## AIM OF THE TASK:
Identify each line of the material below that contains the string "lying" and copy those lines. Treat uppercase and lowercase as different.

## RECORDS TO USE:
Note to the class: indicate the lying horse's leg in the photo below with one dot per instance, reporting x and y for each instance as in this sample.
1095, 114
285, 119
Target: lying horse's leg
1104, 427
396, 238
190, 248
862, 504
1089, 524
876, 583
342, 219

...

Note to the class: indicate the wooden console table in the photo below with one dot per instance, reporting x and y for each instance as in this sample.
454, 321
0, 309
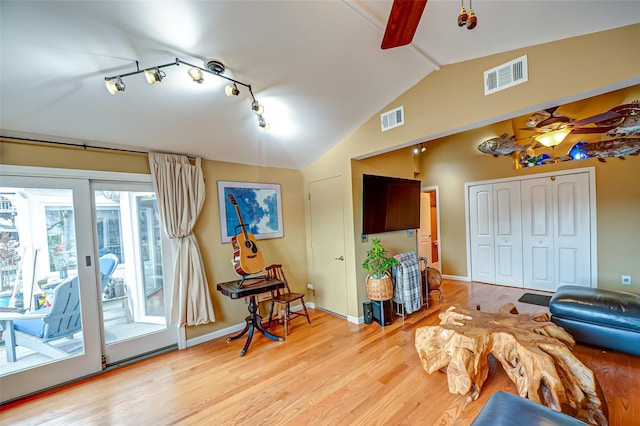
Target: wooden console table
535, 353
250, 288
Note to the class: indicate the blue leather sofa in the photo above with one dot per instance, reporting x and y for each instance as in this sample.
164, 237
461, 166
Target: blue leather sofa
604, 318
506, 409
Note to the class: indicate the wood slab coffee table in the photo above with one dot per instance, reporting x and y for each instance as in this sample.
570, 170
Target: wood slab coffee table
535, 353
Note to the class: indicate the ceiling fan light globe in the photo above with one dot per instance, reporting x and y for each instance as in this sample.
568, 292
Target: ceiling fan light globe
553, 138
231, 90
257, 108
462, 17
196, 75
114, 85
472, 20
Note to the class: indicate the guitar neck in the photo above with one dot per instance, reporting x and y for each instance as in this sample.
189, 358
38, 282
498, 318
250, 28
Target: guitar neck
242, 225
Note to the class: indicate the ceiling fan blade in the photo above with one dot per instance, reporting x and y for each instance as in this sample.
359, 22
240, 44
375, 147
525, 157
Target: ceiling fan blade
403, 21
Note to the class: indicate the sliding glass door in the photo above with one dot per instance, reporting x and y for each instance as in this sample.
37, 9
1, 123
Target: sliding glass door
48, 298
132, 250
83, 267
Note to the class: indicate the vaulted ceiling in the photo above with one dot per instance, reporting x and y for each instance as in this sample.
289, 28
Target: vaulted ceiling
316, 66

## SOLVED PROBLEM:
Note to the class: indicate the lying horse's leg in the photo below with one dot per instance, reporting x and y for each instance as in this sample.
Target: lying horse's leg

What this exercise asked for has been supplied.